• **作業内容**:
以下の記録をすべて、各行を一字一句違えずに複製してください。

• **処理対象の記録**:

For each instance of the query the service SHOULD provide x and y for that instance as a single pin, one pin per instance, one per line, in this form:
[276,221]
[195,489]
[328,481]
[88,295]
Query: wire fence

• **作業の解答**:
For each instance of the query the service SHOULD provide x and y for that instance as a single pin, one pin per instance, one per line, in this form:
[276,221]
[195,489]
[328,481]
[88,295]
Query: wire fence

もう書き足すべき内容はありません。